What to do —
Check every line below for the word "hair" and show those that hold it.

Data for this task below:

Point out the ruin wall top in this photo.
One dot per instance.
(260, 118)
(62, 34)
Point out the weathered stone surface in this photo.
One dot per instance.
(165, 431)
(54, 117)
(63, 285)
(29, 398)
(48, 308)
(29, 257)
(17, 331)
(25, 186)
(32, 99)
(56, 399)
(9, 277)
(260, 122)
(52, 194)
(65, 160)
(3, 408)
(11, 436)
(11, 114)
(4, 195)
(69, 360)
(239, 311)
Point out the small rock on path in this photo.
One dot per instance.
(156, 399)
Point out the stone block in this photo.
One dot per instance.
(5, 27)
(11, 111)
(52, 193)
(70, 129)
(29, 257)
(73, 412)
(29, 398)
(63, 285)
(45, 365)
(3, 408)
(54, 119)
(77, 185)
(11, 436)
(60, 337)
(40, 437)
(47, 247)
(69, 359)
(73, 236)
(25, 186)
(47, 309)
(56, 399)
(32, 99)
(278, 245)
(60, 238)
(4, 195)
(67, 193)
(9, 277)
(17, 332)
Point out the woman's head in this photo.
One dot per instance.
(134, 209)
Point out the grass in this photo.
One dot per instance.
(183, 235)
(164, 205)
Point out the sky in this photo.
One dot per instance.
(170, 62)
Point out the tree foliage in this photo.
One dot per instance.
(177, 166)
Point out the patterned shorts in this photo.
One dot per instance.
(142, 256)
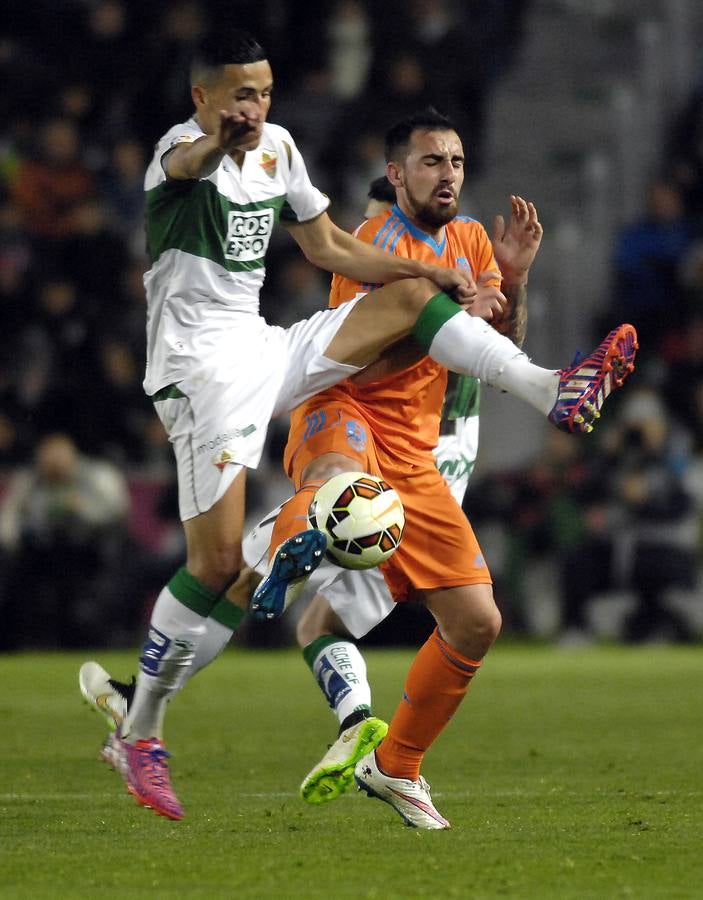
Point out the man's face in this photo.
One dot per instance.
(244, 89)
(429, 180)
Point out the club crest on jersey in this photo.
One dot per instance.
(269, 163)
(223, 457)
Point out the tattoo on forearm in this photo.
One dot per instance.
(514, 323)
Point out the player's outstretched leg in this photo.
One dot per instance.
(585, 385)
(289, 569)
(410, 799)
(334, 774)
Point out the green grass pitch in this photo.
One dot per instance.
(566, 774)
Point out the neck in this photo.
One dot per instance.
(437, 234)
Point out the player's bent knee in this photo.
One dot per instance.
(413, 293)
(216, 567)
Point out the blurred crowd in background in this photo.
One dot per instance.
(88, 517)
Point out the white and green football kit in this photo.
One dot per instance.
(216, 371)
(361, 599)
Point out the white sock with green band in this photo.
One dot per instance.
(178, 625)
(340, 671)
(468, 345)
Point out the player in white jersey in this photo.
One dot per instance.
(347, 604)
(217, 373)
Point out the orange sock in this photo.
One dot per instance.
(294, 515)
(436, 683)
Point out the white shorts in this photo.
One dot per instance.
(361, 599)
(217, 417)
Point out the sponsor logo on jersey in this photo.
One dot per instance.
(218, 442)
(248, 234)
(356, 435)
(456, 468)
(269, 163)
(223, 457)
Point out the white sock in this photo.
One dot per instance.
(470, 346)
(175, 632)
(213, 642)
(341, 674)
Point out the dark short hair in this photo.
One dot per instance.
(224, 47)
(398, 136)
(382, 190)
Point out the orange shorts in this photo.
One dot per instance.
(439, 548)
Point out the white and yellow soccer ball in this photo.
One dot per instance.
(361, 516)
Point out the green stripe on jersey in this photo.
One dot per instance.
(193, 216)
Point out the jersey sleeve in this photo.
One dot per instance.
(343, 288)
(303, 200)
(485, 260)
(184, 133)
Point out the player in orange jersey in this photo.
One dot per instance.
(386, 421)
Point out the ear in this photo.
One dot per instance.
(198, 95)
(394, 174)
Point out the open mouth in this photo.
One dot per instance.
(445, 196)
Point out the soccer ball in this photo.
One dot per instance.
(362, 518)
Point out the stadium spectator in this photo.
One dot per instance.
(646, 265)
(62, 531)
(47, 188)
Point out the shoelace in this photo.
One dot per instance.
(155, 767)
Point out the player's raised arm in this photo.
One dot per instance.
(331, 248)
(515, 246)
(198, 159)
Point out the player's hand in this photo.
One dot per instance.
(233, 130)
(458, 283)
(515, 245)
(489, 300)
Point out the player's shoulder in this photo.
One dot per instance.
(464, 224)
(372, 229)
(467, 229)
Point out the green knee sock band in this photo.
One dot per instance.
(312, 651)
(193, 593)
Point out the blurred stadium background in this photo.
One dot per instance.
(591, 108)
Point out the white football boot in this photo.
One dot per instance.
(108, 697)
(410, 799)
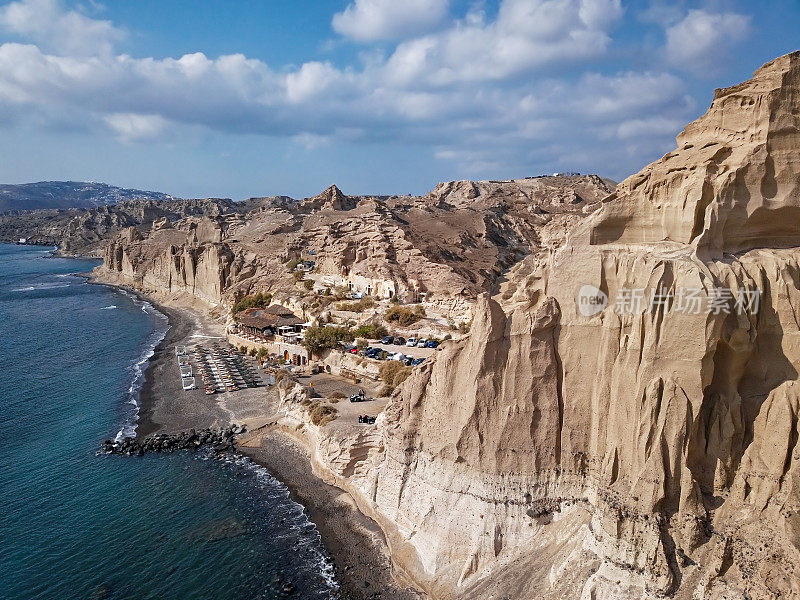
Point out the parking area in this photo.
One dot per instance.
(407, 350)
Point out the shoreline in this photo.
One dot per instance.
(354, 542)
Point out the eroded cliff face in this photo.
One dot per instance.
(450, 244)
(641, 451)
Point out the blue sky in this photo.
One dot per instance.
(249, 98)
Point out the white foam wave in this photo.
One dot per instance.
(310, 538)
(138, 369)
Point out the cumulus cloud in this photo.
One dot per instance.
(60, 31)
(525, 34)
(702, 41)
(485, 94)
(371, 20)
(132, 127)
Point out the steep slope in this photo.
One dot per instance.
(67, 194)
(77, 231)
(617, 453)
(449, 245)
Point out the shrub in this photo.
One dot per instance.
(357, 306)
(403, 316)
(393, 373)
(318, 338)
(259, 300)
(372, 331)
(322, 414)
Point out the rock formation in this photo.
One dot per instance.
(648, 449)
(451, 244)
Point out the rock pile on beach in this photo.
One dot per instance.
(219, 440)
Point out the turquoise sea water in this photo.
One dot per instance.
(77, 525)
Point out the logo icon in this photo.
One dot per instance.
(591, 300)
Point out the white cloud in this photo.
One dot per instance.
(483, 93)
(702, 41)
(60, 31)
(370, 20)
(526, 34)
(131, 127)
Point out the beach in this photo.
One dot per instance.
(355, 542)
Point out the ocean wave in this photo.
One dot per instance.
(137, 370)
(299, 523)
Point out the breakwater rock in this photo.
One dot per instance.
(219, 440)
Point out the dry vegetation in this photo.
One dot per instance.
(393, 373)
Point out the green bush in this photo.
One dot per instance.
(259, 300)
(357, 306)
(322, 414)
(372, 331)
(318, 338)
(404, 316)
(393, 373)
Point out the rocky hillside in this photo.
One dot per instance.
(86, 232)
(629, 450)
(449, 245)
(67, 194)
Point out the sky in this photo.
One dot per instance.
(212, 98)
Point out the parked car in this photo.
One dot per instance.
(361, 396)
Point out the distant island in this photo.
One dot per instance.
(68, 194)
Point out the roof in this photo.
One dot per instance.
(272, 316)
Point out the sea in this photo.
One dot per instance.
(75, 524)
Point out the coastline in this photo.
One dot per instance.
(355, 542)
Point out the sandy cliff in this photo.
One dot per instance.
(451, 244)
(641, 451)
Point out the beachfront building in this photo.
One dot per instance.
(265, 323)
(275, 328)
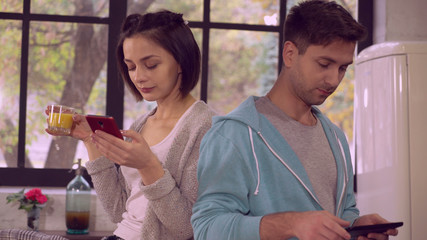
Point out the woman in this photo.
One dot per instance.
(151, 194)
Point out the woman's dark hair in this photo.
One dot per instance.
(319, 23)
(170, 31)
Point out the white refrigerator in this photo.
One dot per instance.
(390, 134)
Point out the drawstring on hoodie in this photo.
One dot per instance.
(281, 160)
(293, 173)
(256, 161)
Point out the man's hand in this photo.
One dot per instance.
(374, 219)
(303, 225)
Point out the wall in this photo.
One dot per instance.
(53, 215)
(397, 20)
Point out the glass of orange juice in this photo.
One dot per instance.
(60, 119)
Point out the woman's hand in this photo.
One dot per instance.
(135, 154)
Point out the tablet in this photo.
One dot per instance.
(104, 123)
(376, 228)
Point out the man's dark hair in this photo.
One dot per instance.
(319, 22)
(171, 32)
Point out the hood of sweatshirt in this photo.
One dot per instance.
(247, 114)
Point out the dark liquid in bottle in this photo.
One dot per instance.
(77, 220)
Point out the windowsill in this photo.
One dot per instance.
(52, 218)
(93, 235)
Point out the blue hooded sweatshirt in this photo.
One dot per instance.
(247, 170)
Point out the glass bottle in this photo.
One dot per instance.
(77, 203)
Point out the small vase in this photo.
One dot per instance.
(33, 217)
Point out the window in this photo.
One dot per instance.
(62, 51)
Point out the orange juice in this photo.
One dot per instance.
(60, 120)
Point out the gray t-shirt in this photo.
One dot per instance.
(312, 148)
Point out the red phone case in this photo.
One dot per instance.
(104, 123)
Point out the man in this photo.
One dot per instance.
(275, 167)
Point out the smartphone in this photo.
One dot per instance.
(376, 228)
(104, 123)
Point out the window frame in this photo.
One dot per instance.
(21, 176)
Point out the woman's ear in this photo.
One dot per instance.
(290, 51)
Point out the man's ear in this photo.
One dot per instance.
(290, 51)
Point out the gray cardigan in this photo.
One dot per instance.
(170, 198)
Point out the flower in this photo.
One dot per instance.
(30, 200)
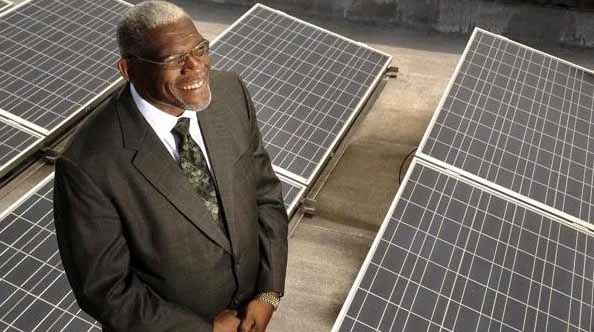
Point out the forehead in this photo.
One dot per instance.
(173, 38)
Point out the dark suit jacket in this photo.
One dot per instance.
(140, 249)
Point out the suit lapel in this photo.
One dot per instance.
(220, 147)
(154, 161)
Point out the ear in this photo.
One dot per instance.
(124, 68)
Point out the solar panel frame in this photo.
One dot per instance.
(440, 108)
(31, 147)
(386, 224)
(87, 106)
(292, 197)
(340, 135)
(45, 290)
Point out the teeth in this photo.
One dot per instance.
(193, 86)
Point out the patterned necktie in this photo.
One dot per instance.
(194, 166)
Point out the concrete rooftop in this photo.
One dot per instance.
(327, 250)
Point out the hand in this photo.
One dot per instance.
(256, 316)
(226, 321)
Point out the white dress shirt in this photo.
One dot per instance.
(162, 123)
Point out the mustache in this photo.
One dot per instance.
(187, 80)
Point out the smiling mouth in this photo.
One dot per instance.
(192, 86)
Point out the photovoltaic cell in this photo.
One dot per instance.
(14, 142)
(35, 293)
(307, 84)
(292, 194)
(454, 257)
(520, 119)
(57, 57)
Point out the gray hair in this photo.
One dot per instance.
(145, 16)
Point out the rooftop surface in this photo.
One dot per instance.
(327, 250)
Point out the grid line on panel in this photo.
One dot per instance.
(42, 82)
(454, 257)
(305, 84)
(521, 120)
(39, 296)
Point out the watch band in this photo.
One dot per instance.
(270, 298)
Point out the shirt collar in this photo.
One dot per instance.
(161, 122)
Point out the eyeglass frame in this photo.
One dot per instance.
(180, 59)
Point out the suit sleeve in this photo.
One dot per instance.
(97, 261)
(272, 215)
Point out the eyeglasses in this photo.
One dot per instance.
(178, 60)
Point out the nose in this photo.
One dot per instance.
(193, 63)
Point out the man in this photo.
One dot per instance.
(168, 214)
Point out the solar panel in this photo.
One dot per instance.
(292, 194)
(58, 57)
(452, 256)
(34, 292)
(522, 120)
(4, 4)
(15, 142)
(307, 84)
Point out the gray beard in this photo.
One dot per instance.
(191, 107)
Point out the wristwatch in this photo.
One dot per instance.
(271, 298)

End of Data for this task.

Completed task —
Point out the dark short hair in this photo.
Point out the woman's dark hair in this photo.
Point out the man's dark hair in this photo.
Point out the gray hair in this photo.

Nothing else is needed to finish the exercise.